§ DATA PROVIDED:
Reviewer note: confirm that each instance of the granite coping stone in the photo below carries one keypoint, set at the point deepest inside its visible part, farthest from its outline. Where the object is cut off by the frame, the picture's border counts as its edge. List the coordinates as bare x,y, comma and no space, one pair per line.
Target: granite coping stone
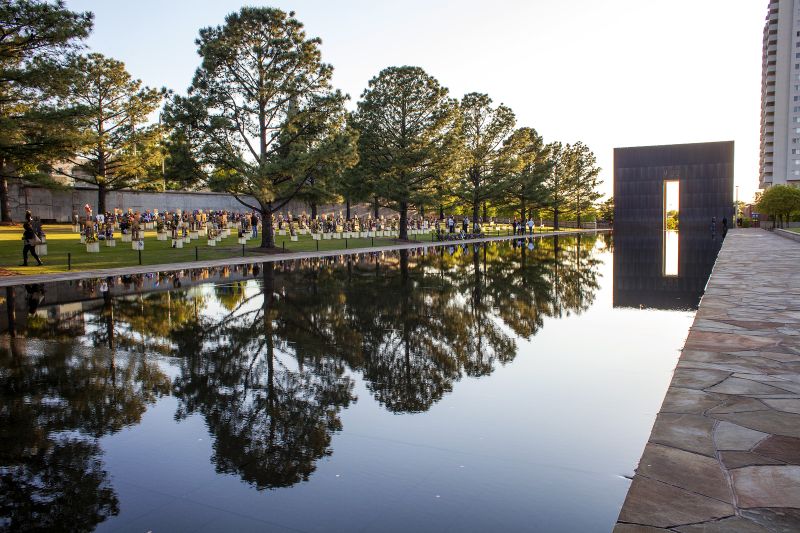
10,281
724,452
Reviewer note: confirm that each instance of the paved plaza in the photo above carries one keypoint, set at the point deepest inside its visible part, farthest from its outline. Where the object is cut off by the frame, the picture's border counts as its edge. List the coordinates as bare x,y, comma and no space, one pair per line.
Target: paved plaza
724,453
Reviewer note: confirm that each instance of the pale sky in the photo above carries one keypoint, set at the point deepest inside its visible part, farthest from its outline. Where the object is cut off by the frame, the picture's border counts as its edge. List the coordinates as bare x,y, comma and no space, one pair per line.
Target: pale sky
610,73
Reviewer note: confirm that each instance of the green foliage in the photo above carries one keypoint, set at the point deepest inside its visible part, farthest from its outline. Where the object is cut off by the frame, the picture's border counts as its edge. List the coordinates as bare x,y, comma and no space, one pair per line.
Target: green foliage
780,201
408,137
584,179
261,111
35,125
606,210
488,162
526,188
118,149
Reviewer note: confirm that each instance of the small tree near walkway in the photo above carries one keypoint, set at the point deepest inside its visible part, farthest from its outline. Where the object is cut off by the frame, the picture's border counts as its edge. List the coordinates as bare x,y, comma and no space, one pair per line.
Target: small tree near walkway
780,201
261,112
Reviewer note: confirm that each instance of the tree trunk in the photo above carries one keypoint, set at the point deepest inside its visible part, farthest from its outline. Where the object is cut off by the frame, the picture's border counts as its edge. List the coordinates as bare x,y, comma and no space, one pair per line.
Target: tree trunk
11,310
403,221
267,233
5,205
101,199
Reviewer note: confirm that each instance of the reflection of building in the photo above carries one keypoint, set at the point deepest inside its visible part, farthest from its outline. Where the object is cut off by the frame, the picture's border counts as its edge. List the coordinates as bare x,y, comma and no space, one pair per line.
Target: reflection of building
640,279
780,95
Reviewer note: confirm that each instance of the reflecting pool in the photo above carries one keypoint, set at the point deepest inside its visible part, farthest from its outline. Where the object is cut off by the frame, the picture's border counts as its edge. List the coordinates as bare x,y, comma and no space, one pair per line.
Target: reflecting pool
495,387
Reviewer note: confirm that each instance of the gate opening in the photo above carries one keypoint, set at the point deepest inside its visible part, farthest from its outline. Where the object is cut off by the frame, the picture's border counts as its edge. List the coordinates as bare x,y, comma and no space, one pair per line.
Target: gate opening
671,220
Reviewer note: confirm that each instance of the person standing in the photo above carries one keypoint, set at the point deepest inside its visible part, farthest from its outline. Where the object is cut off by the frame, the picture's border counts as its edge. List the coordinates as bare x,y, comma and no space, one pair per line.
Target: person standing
30,239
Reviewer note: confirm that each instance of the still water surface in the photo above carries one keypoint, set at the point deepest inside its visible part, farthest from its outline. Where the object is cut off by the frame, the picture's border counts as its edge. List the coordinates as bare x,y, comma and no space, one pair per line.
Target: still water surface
476,388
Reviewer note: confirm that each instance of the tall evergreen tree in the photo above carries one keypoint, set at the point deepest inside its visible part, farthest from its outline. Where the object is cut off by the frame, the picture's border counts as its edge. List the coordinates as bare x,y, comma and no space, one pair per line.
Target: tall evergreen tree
118,148
585,180
526,189
487,163
262,113
36,39
408,128
558,182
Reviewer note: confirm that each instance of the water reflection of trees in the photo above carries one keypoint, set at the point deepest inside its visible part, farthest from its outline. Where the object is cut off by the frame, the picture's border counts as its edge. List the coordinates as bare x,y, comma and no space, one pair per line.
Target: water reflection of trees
57,400
265,362
271,414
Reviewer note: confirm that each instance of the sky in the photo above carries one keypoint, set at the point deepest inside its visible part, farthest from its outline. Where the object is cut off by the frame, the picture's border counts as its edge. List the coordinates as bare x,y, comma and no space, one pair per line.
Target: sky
609,73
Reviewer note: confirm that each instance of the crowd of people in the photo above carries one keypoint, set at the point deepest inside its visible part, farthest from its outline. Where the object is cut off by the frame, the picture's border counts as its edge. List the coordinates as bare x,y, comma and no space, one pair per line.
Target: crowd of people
183,226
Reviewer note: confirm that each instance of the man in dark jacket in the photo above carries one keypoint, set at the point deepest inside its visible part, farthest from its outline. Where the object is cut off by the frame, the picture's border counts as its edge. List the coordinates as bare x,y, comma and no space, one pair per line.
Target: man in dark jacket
29,237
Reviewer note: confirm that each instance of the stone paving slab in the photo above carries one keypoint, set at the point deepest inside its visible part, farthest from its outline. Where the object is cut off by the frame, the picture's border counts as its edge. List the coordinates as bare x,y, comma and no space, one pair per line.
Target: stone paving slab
11,281
724,453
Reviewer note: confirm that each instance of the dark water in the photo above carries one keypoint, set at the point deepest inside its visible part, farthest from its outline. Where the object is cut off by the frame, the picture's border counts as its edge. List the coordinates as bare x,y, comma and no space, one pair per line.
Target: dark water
479,388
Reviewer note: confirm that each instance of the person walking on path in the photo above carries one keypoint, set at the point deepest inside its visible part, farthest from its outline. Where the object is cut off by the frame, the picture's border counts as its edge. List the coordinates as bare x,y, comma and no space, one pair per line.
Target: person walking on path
30,239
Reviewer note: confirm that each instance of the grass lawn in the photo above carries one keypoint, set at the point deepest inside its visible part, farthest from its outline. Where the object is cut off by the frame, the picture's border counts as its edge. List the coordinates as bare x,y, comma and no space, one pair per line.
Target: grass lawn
61,240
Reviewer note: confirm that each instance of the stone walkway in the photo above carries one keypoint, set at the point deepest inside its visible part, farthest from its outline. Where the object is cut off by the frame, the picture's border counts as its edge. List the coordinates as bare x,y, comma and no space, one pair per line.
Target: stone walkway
11,281
724,453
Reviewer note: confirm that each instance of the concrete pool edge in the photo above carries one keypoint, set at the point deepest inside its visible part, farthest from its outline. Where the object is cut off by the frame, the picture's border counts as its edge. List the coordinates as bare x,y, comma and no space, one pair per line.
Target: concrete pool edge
724,451
11,281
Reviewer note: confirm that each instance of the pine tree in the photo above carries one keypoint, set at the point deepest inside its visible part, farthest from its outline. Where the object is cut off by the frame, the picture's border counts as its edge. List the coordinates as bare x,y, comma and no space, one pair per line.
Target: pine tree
526,189
261,112
584,180
487,163
559,179
35,127
407,137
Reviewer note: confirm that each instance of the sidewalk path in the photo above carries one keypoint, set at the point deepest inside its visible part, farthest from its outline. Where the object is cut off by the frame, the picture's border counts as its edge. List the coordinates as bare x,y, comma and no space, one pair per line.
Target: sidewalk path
10,281
724,453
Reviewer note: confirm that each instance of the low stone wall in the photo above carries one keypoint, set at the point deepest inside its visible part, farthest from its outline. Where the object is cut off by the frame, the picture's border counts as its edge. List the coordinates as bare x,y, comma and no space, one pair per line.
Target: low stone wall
58,205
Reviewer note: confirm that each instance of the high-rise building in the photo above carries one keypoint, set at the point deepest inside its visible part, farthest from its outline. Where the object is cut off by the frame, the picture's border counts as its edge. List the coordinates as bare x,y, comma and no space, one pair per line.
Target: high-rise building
780,95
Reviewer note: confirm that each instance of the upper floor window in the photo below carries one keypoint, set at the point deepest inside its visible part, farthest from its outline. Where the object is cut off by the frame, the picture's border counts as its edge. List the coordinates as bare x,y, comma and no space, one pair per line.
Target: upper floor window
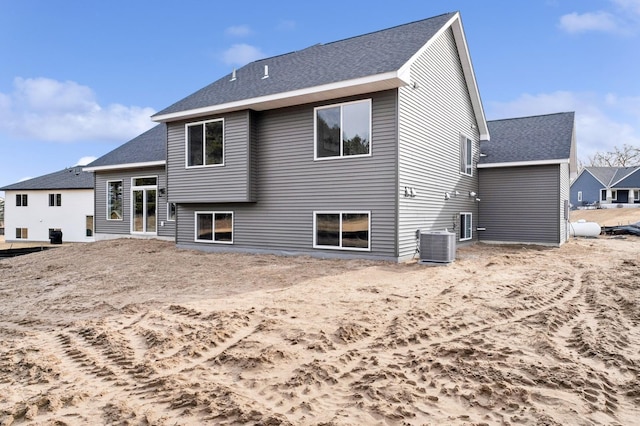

§ DIRECTIONS: Quote the items word for word, from the line containing "Reviewer note: confirm that each instance of the upper" through the end of the items, both ends included, and leave out any pictures.

§ FINISHED TASK:
Reviewer note: confirm that each instance of the upper floor window in the photo below carries one keypoint, set at the point deepest inside its visible part, farthest from its outline. Where the object is cut off by the frame, the picture's border counts as its edge. List the coordinates as bare x,y, comma and no space, one pair per line.
Target: upper floor window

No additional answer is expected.